### Deine Aufgabe
Führe den Text über die Kritik der Pharmig an den nationalen Medikamentenlagern im Anschluss an seinen letzten Satz weiter.

### Vorgegebener Text
Pharmig: Nur „vermeintliche“ Lösung der Probleme
Der Verband der pharmazeutischen Industrie Österreichs (Pharmig) sieht die nationalen Medikamentenlager jedoch kritisch. „Eine Verpflichtung zur nationalen Bevorratung für pharmazeutische Unternehmen löst die Probleme um die Medikamentenengpässe nur vermeintlich“, kommentiert Pharmig-Generalsekretär Mag. Alexander Herzog den Maßnahmenkatalog des Ministers. Diese Kritik habe die Industrie auch „stets als Teil der eigens ins Leben gerufenen Task Force“ zur Lösung der Engpässe geübt.

### Daten
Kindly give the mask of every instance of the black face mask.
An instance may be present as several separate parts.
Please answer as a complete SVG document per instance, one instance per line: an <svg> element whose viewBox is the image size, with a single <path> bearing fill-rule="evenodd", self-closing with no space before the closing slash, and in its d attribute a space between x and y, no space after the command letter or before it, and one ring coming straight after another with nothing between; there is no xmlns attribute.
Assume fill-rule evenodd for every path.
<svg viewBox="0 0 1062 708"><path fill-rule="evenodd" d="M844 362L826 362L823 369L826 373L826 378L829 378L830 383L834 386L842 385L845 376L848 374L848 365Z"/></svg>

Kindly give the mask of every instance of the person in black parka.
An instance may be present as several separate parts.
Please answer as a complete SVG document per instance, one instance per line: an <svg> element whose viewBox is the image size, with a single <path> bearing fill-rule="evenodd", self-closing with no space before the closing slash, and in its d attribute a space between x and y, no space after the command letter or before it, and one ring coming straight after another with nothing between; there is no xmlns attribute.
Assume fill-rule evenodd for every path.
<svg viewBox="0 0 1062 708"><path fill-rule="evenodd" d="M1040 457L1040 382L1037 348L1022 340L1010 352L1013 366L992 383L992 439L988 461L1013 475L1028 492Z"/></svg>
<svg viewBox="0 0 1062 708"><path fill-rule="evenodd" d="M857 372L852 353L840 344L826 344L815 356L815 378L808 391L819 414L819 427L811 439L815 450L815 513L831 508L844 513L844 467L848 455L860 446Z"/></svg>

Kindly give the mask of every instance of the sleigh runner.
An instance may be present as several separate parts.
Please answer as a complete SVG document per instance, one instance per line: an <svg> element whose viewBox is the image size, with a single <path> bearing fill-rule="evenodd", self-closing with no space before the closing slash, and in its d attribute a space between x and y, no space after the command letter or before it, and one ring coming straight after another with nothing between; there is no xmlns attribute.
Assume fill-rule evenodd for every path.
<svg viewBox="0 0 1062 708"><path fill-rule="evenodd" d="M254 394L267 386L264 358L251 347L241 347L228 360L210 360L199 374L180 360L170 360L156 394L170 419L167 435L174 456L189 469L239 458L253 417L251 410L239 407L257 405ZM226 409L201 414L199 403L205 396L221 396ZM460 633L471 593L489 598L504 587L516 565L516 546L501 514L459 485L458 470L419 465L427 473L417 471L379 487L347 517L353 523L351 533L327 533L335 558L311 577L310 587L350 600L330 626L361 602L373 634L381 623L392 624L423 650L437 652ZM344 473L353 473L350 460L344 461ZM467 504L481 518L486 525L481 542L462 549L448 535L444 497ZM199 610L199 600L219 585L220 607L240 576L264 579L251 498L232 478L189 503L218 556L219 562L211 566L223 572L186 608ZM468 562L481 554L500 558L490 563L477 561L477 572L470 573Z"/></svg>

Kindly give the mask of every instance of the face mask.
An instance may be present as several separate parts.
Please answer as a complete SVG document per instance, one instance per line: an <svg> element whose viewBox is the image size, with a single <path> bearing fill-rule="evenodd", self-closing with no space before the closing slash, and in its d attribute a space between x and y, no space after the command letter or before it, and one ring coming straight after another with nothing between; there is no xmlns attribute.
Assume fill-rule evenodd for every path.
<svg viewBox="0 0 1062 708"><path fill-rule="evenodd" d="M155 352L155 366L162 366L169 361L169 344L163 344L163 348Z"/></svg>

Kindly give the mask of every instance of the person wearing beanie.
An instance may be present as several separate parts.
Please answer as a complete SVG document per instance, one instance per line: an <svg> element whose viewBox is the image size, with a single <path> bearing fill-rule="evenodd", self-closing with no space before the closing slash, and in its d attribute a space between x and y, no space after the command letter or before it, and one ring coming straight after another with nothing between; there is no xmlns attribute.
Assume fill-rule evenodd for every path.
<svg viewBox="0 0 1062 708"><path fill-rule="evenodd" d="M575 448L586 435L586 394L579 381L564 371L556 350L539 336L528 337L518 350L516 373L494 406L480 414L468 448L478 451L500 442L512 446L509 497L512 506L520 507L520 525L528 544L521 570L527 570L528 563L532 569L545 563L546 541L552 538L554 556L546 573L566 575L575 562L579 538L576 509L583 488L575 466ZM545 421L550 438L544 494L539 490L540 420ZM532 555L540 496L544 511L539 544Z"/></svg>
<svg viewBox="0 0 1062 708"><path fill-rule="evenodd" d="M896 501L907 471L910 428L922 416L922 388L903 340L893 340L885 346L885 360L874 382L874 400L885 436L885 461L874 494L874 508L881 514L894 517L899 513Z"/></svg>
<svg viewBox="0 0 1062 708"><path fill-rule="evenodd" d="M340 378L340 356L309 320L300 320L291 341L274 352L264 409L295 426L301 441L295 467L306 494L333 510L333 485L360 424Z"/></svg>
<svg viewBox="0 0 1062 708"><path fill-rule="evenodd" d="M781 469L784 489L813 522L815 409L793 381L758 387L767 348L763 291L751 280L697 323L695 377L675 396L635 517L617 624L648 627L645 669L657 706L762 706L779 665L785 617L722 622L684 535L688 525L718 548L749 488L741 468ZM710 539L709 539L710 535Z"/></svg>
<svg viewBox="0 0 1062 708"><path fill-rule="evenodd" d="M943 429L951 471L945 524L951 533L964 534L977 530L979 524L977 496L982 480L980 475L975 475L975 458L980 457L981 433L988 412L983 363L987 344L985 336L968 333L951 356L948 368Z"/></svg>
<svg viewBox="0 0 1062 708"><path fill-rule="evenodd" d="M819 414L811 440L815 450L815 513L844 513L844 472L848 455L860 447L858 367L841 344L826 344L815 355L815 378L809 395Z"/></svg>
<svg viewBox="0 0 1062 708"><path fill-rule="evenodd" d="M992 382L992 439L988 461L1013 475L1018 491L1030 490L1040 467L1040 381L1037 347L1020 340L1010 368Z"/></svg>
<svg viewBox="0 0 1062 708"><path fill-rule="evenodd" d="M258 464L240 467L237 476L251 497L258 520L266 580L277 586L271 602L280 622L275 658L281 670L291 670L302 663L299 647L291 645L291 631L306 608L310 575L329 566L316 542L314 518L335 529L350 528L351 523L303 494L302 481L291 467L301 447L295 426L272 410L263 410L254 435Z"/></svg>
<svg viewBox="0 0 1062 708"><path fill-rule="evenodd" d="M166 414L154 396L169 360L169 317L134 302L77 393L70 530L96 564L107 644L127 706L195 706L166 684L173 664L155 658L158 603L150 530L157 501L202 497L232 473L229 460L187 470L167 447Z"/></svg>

### Antwort zur Aufgabe
Für nachhaltiger und zielführender hält Herzog, „die Preise bei den Medikamenten unterhalb der Rezeptgebühr an die Inflation anzupassen“. Damit könnten die Unternehmen sie auch in der Versorgung halten, speziell vor dem Hintergrund hohen Inflation und der generellen Kostensteigerungen durch geopolitische Einflüsse. „Dieses Problem bleibt im Maßnahmenkatalog von Minister Rauch leider unangetastet“, konstatiert Herzog.
Minus 20 Medikamente pro Monat im „Arzneimittelschatz“
Jeden Monat würden in Österreich „an die 20 Medikamente“ aus der Versorgung fallen und den Patientinnen und Patienten nicht mehr zur Verfügung stehen. Daher gelte es, die Produktion und den Vertrieb von niedrigpreisigen Medikamenten zu attraktivieren: „Wir plädieren dringend und mit Nachdruck dafür, die Preise von so wichtigen Medikamenten wie Antibiotika, Schmerzmitteln und vielen mehr nicht mutwillig permanent nach unten zu drücken.“ Das dünne den „Arzneimittelschatz“ aus und destabilisiere am Ende des Tages die Medikamentenversorgung.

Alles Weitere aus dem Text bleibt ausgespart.